Update the records from the start up to and including the line with "291], [315, 271]]]", swapping "harbor water" for "port water" and changing nothing else. Omit the pictures from your answer.

-- begin INPUT ROWS --

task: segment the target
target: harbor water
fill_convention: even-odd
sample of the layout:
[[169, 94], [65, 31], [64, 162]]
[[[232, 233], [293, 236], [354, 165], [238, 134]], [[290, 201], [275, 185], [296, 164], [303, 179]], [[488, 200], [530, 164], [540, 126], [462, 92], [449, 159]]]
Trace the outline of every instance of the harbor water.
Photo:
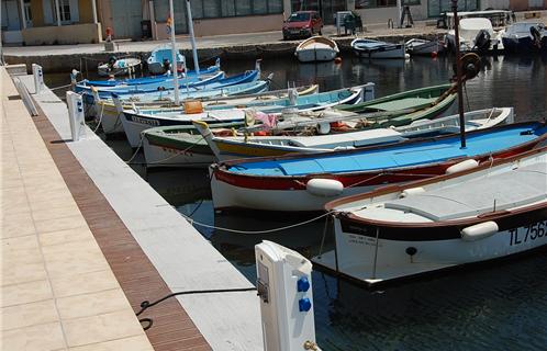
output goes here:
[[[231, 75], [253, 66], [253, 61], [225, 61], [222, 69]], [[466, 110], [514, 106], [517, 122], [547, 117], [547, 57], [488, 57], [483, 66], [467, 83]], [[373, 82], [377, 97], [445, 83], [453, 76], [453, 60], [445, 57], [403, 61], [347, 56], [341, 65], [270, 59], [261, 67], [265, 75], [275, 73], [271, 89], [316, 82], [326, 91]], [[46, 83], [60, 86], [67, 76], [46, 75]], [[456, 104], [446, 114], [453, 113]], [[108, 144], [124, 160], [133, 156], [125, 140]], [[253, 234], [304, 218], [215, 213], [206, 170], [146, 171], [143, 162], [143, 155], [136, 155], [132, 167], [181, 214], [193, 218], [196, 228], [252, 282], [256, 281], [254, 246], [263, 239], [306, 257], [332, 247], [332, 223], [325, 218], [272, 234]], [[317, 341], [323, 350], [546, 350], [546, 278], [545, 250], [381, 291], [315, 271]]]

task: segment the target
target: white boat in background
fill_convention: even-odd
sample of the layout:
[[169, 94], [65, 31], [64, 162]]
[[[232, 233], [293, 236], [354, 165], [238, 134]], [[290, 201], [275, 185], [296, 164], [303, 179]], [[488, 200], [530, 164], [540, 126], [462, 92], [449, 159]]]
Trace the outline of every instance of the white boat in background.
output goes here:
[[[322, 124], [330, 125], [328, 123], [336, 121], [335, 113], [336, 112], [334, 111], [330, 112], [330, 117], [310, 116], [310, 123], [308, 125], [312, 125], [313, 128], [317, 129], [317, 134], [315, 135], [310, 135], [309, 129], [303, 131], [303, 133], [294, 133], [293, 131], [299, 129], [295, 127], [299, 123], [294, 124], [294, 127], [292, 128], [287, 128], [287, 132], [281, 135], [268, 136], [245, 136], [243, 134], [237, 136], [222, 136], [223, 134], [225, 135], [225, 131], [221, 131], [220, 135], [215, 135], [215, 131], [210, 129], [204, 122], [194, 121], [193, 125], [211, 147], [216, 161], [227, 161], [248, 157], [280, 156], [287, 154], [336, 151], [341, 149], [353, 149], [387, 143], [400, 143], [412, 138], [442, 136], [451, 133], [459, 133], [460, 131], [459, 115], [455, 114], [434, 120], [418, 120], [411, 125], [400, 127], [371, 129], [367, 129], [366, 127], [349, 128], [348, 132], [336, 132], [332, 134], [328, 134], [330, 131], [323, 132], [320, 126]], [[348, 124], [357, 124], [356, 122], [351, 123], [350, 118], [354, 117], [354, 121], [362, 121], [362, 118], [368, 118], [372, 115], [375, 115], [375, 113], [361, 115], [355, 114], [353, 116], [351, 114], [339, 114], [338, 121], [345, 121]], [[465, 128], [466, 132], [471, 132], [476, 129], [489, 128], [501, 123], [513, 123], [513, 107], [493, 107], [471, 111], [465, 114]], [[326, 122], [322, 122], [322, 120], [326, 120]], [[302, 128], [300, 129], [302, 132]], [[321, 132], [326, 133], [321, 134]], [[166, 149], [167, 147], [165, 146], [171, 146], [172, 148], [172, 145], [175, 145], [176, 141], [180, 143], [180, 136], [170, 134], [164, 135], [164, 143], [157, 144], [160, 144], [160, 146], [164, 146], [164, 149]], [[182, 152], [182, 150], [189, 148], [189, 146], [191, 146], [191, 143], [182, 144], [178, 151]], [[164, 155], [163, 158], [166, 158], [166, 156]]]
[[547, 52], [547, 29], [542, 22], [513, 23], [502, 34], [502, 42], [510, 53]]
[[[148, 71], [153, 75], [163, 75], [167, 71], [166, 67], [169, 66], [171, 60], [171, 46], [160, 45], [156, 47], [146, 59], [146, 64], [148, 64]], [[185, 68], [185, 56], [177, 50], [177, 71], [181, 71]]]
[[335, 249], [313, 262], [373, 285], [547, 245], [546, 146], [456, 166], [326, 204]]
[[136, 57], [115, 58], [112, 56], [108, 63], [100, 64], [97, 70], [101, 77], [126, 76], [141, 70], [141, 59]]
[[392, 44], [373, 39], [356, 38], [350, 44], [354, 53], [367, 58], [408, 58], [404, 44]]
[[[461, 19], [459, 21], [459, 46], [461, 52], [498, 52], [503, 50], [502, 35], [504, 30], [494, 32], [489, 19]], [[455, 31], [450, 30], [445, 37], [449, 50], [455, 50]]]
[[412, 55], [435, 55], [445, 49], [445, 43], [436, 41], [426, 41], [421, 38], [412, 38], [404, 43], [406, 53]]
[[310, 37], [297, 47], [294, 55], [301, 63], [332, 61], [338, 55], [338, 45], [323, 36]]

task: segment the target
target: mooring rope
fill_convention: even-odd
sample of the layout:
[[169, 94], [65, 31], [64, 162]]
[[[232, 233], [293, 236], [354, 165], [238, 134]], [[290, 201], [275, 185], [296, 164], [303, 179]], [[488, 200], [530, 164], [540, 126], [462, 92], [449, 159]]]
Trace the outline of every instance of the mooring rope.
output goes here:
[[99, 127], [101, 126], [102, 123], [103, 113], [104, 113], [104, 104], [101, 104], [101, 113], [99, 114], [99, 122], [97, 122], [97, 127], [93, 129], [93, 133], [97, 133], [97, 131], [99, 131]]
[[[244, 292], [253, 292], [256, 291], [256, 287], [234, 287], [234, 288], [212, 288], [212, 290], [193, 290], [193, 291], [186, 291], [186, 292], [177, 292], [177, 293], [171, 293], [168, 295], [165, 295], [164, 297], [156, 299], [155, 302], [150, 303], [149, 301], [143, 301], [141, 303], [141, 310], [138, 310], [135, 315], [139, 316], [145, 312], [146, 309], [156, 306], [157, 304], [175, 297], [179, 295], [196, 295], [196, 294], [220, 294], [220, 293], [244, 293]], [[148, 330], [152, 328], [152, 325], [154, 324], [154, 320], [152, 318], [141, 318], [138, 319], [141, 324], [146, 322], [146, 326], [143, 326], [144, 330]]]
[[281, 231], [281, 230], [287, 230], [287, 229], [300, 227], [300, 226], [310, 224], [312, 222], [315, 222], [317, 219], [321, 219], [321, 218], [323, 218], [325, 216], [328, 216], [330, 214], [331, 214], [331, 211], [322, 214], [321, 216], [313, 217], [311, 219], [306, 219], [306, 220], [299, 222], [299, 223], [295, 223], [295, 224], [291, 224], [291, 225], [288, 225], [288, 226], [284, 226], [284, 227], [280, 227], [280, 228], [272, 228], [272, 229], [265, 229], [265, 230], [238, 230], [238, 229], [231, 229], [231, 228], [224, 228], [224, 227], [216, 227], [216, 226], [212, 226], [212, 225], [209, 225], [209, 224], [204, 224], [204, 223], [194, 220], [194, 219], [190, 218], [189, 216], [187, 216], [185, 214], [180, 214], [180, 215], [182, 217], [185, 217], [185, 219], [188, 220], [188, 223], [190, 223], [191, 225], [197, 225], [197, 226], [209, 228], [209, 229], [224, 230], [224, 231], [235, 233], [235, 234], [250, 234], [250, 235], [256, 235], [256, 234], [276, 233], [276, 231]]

-- end INPUT ROWS --

THE SOLUTION:
task: segment the target
target: port water
fill_convention: even-odd
sample of the layout:
[[169, 94], [65, 31], [64, 162]]
[[[232, 233], [293, 236], [354, 165], [238, 134]], [[290, 201], [275, 185], [296, 164], [303, 179]], [[488, 200], [530, 164], [540, 126], [462, 92], [449, 159]]]
Trace the outline of every instance of the port water.
Photo:
output goes here:
[[[231, 75], [253, 66], [253, 61], [225, 61], [222, 69]], [[466, 110], [514, 106], [517, 122], [547, 117], [547, 57], [488, 57], [483, 66], [467, 83]], [[373, 82], [377, 97], [445, 83], [453, 76], [453, 60], [445, 57], [403, 61], [347, 56], [341, 65], [270, 59], [261, 67], [265, 75], [275, 73], [271, 89], [316, 82], [326, 91]], [[46, 83], [60, 86], [67, 76], [46, 75]], [[456, 104], [446, 114], [453, 113]], [[108, 144], [124, 160], [133, 156], [125, 140]], [[253, 234], [304, 218], [215, 213], [206, 170], [146, 171], [143, 162], [143, 155], [136, 155], [132, 167], [181, 214], [193, 218], [196, 228], [252, 282], [256, 281], [254, 246], [263, 239], [306, 257], [332, 247], [332, 223], [325, 218], [272, 234]], [[317, 341], [323, 350], [546, 350], [546, 278], [545, 250], [381, 291], [315, 271]]]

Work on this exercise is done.